### WORK TASK
Write out the listing beneath this instruction in its entirety, exactly as it reads.

### MATERIAL PROVIDED
▬▬▬▬▬▬

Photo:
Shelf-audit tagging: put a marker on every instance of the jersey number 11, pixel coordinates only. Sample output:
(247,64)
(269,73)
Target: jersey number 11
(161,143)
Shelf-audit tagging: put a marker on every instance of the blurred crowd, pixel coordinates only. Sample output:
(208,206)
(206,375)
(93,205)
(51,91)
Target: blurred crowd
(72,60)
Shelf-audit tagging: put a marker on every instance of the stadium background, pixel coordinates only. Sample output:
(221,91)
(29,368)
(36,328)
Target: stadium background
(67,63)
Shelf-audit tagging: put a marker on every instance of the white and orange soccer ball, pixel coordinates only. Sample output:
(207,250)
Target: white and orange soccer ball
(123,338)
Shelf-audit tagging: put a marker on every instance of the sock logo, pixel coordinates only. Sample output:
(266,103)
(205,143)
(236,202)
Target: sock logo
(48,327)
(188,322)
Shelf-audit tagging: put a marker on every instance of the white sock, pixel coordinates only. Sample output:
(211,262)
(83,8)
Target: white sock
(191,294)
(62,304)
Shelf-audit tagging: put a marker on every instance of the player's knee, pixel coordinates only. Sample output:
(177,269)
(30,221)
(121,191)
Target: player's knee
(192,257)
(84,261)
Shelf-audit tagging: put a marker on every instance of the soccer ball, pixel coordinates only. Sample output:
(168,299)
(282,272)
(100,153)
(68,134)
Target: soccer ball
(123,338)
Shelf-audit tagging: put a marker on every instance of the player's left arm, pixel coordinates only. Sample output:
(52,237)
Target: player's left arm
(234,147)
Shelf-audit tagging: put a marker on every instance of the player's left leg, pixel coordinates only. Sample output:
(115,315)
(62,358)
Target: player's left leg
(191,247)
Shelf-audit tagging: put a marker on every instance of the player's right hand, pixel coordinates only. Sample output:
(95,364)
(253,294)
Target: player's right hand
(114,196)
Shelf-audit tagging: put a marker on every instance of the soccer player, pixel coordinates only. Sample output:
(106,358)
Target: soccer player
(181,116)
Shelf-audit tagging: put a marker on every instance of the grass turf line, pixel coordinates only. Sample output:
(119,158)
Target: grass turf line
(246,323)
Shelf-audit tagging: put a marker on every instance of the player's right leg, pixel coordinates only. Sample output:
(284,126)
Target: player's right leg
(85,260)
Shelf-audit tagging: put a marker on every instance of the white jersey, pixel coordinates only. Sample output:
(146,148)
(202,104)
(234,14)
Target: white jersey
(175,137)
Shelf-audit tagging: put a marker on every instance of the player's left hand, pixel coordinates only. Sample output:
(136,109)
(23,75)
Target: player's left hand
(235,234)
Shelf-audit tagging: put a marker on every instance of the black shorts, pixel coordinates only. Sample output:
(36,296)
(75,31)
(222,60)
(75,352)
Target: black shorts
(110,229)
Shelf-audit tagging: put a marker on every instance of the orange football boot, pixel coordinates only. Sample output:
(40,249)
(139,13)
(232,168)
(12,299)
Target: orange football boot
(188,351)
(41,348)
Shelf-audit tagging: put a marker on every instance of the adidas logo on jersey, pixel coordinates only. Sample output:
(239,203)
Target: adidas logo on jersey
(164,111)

▬▬▬▬▬▬

### EXERCISE ANSWER
Photo:
Shelf-audit tagging: put a marker on every instance of the jersey number 11, pixel coordinates only. Sample output:
(247,64)
(269,73)
Target: jersey number 11
(161,143)
Shelf-audit tagging: put a marker on every instance of the blurred crowd, pixel coordinates only. Sample output:
(208,206)
(206,375)
(93,205)
(51,91)
Target: blurred crowd
(72,60)
Shelf-audit tagging: put a marker on every instance of the stadium background, pixel coordinates only. Sample output:
(221,91)
(29,368)
(36,328)
Target: stadium background
(67,63)
Shelf-audit tagging: put a marker on every instance of the white and orange soccer ball, pixel coordinates only. Sample output:
(207,250)
Target: white and orange soccer ball
(123,338)
Shelf-audit tagging: put a marker on every instance of the sock logo, pixel coordinates only. Sample output:
(266,103)
(205,143)
(236,202)
Target: sock logo
(48,327)
(188,322)
Shelf-audit tagging: put a marker on every instance of the white sock, pixel coordinates only. Sample output:
(211,262)
(83,8)
Target: white sock
(191,294)
(62,304)
Shelf-audit tagging: put a marker on every instance of the player's knee, pixel coordinates only. Sample output:
(177,269)
(30,221)
(121,191)
Target: player's knee
(192,257)
(84,261)
Shelf-audit tagging: put a marker on every instance of the soccer ball, pixel coordinates only. Sample output:
(168,299)
(282,272)
(100,153)
(68,134)
Target: soccer ball
(123,338)
Shelf-audit tagging: put a marker on every instance of the player's left arm, pixel coordinates only. Sample output:
(52,237)
Target: player's left arm
(234,147)
Shelf-audit tagging: put a marker on every instance of the player's left leg, pixel coordinates only. Sample output:
(115,315)
(62,358)
Target: player's left leg
(191,247)
Shelf-audit tagging: put a marker on every instance of the player's right hand, pixel coordinates only. Sample output:
(95,364)
(253,294)
Target: player's right hand
(114,196)
Shelf-audit tagging: put a marker on every instance of the soccer player, pixel coordinates only. Sample output:
(106,358)
Target: soccer player
(181,116)
Shelf-audit tagging: put a marker on every instance of the grass turf line, pixel coordinates only. Sample output:
(119,158)
Target: grass turf line
(246,323)
Shelf-audit tagging: put a marker on every instance of the player's right leg, pixel coordinates only. Sample output:
(284,126)
Target: player's right leg
(85,260)
Shelf-audit tagging: put a marker on every instance of the white jersey, pixel coordinates only. Sample output:
(146,148)
(202,104)
(234,14)
Target: white jersey
(175,137)
Shelf-audit tagging: put a marker on every instance of the player's left hand, pixel coordinates only. Sample output:
(136,109)
(23,75)
Target: player's left hand
(235,234)
Shelf-audit tagging: put a marker on every instance of the black shorts, pixel coordinates only. Sample output:
(36,296)
(75,31)
(222,60)
(75,352)
Target: black shorts
(110,229)
Shelf-audit tagging: put a marker on every instance of the orange football boot, pixel coordinates only. Sample output:
(40,249)
(139,13)
(232,168)
(12,299)
Target: orange football boot
(188,351)
(41,348)
Shelf-audit tagging: put a marker on every instance of the adidas logo on jersey, pixel coordinates only. Sample output:
(239,203)
Target: adidas logo on jersey
(164,111)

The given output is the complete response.